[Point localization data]
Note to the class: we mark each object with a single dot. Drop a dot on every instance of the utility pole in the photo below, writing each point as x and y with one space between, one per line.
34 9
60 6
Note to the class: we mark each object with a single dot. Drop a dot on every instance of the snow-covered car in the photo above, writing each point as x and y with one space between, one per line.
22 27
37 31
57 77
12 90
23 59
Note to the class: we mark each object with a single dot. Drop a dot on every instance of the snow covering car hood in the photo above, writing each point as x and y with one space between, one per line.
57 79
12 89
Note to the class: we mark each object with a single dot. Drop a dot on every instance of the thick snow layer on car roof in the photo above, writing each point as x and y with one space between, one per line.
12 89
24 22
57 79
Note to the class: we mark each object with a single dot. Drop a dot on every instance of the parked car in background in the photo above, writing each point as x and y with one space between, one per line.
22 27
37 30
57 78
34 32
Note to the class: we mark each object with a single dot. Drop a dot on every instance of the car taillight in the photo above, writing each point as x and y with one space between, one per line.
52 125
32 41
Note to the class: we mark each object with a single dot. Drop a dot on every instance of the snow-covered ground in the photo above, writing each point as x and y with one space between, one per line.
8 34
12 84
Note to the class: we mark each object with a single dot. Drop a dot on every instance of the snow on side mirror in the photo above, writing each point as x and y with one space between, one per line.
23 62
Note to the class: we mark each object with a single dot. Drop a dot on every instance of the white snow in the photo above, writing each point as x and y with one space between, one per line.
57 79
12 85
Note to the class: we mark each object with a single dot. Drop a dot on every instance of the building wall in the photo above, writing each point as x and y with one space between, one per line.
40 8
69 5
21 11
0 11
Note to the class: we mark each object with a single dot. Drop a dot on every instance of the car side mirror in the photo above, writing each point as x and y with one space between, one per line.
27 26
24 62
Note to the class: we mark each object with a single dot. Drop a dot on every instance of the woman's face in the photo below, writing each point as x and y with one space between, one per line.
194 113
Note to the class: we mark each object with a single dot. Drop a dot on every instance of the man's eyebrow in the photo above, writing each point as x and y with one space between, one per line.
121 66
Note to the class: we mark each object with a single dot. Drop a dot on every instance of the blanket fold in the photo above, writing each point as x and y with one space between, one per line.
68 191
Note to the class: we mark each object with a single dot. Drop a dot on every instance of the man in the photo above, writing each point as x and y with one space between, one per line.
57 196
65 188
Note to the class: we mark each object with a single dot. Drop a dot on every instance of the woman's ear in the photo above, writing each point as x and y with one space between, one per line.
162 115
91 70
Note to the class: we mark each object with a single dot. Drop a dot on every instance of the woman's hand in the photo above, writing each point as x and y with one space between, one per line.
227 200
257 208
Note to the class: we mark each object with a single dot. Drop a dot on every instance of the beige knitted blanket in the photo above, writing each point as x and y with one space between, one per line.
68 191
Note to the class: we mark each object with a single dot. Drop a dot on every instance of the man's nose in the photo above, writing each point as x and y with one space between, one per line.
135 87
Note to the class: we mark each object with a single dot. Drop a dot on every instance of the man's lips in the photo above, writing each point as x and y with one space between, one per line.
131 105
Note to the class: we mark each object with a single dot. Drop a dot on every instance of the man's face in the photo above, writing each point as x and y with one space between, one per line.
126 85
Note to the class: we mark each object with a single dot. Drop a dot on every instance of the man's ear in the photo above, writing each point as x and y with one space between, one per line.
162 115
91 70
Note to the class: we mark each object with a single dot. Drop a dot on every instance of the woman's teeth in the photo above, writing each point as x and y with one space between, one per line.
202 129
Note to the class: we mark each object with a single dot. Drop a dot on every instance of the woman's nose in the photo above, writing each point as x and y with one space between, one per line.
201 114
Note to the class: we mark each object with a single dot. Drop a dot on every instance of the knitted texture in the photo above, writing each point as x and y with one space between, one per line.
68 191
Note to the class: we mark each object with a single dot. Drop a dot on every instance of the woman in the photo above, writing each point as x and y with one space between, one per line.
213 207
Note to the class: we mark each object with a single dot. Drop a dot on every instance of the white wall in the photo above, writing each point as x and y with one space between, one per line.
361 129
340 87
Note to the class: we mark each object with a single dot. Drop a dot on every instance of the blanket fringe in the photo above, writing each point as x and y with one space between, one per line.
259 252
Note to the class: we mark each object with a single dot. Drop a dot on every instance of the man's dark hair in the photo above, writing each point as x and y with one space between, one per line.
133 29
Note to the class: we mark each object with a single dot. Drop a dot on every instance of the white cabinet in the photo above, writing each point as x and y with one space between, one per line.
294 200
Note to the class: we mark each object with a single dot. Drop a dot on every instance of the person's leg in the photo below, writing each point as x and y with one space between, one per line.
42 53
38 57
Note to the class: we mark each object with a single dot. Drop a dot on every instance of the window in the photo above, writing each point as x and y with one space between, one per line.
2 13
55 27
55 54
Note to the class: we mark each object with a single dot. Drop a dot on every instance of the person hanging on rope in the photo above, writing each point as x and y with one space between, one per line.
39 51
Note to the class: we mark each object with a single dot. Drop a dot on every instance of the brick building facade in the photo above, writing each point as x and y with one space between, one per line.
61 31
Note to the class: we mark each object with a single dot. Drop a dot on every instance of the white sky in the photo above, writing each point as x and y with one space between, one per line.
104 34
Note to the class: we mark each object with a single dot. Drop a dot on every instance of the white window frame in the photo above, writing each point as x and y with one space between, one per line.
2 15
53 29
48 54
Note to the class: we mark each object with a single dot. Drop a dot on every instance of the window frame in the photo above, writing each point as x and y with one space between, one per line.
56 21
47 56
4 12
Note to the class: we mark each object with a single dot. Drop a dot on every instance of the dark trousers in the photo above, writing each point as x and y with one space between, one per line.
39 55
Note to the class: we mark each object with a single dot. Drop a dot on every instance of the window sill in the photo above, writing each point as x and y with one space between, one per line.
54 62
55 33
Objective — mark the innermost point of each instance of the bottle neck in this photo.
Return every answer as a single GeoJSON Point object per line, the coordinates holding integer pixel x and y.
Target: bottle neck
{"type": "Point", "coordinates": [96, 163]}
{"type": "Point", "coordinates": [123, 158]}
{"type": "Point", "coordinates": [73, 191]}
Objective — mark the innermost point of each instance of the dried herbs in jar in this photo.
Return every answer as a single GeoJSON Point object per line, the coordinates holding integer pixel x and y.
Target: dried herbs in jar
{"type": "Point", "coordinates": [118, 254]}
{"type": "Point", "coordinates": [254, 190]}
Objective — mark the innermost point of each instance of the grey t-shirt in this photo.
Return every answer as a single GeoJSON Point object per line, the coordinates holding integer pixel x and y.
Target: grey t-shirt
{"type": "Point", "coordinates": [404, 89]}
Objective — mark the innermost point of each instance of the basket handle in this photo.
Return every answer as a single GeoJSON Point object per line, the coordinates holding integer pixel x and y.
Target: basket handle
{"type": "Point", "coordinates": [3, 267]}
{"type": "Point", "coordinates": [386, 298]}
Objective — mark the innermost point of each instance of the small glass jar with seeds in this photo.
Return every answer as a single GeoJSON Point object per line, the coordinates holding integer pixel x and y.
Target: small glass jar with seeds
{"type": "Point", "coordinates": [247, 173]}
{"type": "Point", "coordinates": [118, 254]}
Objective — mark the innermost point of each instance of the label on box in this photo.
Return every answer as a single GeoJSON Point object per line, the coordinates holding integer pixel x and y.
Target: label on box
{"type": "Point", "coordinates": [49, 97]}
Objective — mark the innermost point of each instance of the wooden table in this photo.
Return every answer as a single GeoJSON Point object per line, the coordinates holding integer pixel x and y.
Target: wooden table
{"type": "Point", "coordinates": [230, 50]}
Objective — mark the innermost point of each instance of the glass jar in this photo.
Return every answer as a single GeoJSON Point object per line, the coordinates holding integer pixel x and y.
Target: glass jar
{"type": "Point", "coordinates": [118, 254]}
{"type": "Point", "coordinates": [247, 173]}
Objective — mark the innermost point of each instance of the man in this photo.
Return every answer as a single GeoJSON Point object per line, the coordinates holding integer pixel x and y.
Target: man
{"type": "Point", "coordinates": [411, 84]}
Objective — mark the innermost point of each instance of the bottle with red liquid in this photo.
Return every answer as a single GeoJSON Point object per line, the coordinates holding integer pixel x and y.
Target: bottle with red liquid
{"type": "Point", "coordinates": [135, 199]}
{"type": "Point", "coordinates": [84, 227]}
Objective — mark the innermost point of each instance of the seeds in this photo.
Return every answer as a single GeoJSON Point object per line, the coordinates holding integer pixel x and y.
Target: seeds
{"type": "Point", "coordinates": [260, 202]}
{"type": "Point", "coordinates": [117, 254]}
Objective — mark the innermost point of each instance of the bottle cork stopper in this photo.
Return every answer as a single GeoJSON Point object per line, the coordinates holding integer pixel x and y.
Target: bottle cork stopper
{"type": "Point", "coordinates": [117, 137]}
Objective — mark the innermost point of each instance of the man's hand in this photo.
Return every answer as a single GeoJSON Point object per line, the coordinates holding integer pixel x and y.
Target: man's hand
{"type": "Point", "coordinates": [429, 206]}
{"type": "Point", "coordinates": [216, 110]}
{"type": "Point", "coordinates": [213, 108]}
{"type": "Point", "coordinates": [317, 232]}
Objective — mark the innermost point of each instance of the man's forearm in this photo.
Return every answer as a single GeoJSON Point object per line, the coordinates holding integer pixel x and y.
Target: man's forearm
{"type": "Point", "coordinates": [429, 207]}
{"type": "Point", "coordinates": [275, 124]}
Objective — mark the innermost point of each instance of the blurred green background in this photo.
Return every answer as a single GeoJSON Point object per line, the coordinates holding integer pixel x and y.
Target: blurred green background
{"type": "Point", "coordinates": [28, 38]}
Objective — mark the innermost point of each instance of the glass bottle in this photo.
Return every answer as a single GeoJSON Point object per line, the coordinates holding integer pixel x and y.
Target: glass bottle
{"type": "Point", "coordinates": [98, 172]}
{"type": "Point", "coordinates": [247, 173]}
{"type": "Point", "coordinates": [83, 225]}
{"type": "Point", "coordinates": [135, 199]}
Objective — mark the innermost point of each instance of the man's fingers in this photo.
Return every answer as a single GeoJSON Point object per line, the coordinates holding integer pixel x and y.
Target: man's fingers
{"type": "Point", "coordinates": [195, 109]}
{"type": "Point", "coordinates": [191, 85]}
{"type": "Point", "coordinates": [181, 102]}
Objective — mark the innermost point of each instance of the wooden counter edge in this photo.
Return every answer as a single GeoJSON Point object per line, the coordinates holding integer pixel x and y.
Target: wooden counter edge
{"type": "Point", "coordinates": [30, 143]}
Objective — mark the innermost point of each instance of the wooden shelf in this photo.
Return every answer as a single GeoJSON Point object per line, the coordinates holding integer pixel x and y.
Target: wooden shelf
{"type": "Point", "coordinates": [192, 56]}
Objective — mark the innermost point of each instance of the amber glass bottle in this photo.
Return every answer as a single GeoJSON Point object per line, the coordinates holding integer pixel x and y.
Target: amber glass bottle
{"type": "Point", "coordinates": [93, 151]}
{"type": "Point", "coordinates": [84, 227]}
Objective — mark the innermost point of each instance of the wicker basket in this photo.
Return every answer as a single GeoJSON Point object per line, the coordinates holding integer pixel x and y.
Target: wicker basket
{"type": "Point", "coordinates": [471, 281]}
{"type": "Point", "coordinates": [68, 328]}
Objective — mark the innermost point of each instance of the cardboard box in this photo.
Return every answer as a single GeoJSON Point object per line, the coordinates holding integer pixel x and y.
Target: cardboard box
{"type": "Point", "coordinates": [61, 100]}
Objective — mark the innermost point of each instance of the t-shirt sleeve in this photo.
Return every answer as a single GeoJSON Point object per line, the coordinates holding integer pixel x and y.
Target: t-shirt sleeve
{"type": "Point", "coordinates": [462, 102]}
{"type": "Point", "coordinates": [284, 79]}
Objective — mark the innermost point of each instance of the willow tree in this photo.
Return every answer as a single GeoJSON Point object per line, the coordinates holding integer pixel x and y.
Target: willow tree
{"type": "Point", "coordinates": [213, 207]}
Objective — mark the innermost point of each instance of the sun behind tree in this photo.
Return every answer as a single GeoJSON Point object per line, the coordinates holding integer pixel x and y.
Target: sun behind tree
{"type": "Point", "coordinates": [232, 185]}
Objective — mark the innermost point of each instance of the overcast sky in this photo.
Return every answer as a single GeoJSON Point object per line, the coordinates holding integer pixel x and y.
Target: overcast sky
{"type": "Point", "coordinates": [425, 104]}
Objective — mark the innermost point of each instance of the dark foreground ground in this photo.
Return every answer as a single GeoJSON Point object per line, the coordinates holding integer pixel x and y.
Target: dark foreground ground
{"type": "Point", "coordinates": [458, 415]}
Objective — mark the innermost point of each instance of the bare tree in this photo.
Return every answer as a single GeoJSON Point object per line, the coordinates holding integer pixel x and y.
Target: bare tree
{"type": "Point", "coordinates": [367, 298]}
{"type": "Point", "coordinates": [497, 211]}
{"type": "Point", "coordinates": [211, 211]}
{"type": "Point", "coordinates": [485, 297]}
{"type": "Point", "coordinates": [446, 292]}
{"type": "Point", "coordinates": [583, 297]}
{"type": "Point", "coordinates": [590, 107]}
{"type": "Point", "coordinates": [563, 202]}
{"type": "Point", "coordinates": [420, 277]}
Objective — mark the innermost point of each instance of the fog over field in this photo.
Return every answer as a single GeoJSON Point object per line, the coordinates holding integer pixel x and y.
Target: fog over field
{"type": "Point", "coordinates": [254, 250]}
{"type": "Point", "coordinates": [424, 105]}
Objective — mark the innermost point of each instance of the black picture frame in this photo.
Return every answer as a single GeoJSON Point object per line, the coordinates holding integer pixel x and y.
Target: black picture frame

Work item »
The answer must be an exact copy of the lines from the one containing "bare tree in this photo." through the last line of the records, both included.

Solution to the problem »
Objective — mark the innermost point of each instance of the bare tree in this photo.
Return every answer as a single GeoJSON Point object per line, the coordinates holding integer pixel x and y.
Target: bare tree
{"type": "Point", "coordinates": [367, 298]}
{"type": "Point", "coordinates": [497, 211]}
{"type": "Point", "coordinates": [211, 211]}
{"type": "Point", "coordinates": [485, 297]}
{"type": "Point", "coordinates": [446, 292]}
{"type": "Point", "coordinates": [583, 297]}
{"type": "Point", "coordinates": [590, 107]}
{"type": "Point", "coordinates": [563, 202]}
{"type": "Point", "coordinates": [420, 277]}
Objective — mark the innermost point of each instance of the fog over field in this photo.
Return every answer as a single GeoJSON Point object per line, the coordinates holding integer pixel x and y.
Target: fog over field
{"type": "Point", "coordinates": [254, 250]}
{"type": "Point", "coordinates": [424, 105]}
Objective — mark the innermost point of each instance of the black picture frame in this photo.
Return every answer as a single GeoJSON Point object per line, the coordinates holding integer pixel x and y.
Target: black picture frame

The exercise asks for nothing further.